===== DATA EXCERPTS =====
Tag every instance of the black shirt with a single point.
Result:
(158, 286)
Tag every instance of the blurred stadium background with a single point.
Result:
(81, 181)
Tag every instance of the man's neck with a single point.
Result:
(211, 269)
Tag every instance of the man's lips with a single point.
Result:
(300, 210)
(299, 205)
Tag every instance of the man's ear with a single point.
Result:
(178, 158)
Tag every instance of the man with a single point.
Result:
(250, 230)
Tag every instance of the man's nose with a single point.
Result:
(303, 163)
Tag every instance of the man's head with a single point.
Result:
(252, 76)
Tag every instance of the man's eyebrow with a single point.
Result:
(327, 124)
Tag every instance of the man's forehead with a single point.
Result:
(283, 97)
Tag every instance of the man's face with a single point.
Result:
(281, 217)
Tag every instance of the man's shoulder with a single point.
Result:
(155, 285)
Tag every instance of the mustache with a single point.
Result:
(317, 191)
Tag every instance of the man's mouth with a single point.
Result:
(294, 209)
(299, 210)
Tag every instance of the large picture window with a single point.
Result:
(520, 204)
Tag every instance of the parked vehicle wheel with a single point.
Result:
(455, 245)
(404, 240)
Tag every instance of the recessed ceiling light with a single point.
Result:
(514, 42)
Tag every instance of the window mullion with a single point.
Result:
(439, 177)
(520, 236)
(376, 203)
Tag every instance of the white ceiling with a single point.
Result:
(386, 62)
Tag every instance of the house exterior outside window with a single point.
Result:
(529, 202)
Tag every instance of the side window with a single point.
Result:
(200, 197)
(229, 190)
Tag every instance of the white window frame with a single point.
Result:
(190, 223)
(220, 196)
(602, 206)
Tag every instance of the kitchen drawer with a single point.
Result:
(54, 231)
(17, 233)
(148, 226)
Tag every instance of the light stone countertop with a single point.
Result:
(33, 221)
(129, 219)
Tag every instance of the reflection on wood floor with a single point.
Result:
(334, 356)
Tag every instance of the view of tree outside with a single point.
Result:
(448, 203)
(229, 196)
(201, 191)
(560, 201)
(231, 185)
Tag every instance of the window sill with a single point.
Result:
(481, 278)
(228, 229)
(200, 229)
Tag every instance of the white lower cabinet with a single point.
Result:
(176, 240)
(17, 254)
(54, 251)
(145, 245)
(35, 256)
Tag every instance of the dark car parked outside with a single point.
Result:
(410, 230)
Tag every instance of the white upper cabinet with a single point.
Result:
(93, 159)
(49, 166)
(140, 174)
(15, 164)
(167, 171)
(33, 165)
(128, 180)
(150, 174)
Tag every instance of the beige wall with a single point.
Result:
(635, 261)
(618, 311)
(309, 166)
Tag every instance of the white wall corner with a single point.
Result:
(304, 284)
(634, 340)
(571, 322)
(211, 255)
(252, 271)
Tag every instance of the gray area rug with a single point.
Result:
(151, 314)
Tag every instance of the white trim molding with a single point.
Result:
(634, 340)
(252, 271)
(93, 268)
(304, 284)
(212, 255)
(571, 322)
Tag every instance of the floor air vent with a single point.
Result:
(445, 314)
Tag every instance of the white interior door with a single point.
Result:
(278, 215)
=====
Write out all of the entries above, exactly and in full.

Tag every instance of the black shirt with a single point.
Result:
(158, 286)
Tag every instance of the blurred stadium background with a single point.
Result:
(81, 181)
Tag every instance of the man's neck with a single point.
Result:
(211, 269)
Tag every instance of the man's lips with a single point.
Result:
(300, 210)
(299, 205)
Tag every instance of the man's ear with a single point.
Result:
(178, 158)
Tag every instance of the man with a single point.
Result:
(250, 230)
Tag every instance of the man's nose with a single point.
Result:
(303, 163)
Tag every instance of the man's head with a single point.
Result:
(252, 76)
Tag every instance of the man's eyebrow with a single point.
Result:
(327, 124)
Tag every instance of the man's forehead with a single point.
Result:
(283, 97)
Tag every instance of the man's face with a single point.
Result:
(281, 217)
Tag every instance of the man's shoulder with a single point.
Result:
(155, 285)
Tag every instance of the mustache with a single point.
Result:
(317, 191)
Tag every instance of the man's mouth with a single point.
Result:
(294, 209)
(299, 210)
Tag every instance of the large picture window with a single point.
Result:
(520, 204)
Tag every instance of the parked vehicle wheel with a single point.
Result:
(455, 245)
(404, 240)
Tag every instance of the recessed ceiling light with a single point.
Result:
(514, 42)
Tag every instance of the window mullion with a single point.
Result:
(439, 177)
(520, 236)
(376, 203)
Tag every instance of the white ceiling with a single point.
Result:
(386, 62)
Tag every instance of the house exterior outside window with a single point.
Result:
(529, 202)
Tag every instance of the side window with a single point.
Result:
(200, 197)
(229, 190)
Tag every instance of the white window frame with a single point.
Result:
(190, 223)
(220, 196)
(602, 206)
Tag every instance of the kitchen drawer with a single point.
Result:
(54, 231)
(17, 233)
(148, 226)
Tag every instance of the light stone countertop with a single point.
Result:
(33, 221)
(129, 219)
Tag every instance of the reflection on wood floor with a single point.
Result:
(334, 356)
Tag every instance of the view of tree outside with a single point.
Result:
(448, 203)
(229, 196)
(201, 191)
(560, 201)
(231, 185)
Tag every instance of the window sill with a single point.
Result:
(481, 278)
(228, 229)
(200, 229)
Tag every instance of the white lower cabinet with a single point.
Result:
(176, 240)
(17, 254)
(54, 251)
(145, 245)
(35, 256)
Tag every instance of the dark car parked outside with a single point.
Result:
(410, 230)
Tag every instance of the white upper cabinet with a single point.
Result:
(93, 159)
(49, 166)
(140, 174)
(15, 164)
(167, 171)
(33, 165)
(128, 180)
(150, 174)
Tag every instance of the beige wall with a single point.
Result:
(635, 261)
(618, 311)
(309, 166)
Tag every instance of the white wall corner with a single point.
Result:
(304, 284)
(634, 340)
(571, 322)
(211, 255)
(252, 271)
Tag every instance of the gray area rug with a single point.
Result:
(151, 314)
Tag every instance of the white trim molding with a single point.
Result:
(634, 340)
(252, 271)
(93, 268)
(304, 284)
(212, 255)
(571, 322)
Tag every instance of the floor air vent with a single point.
Result:
(445, 314)
Tag every instance of the white interior door with a single point.
Result:
(278, 215)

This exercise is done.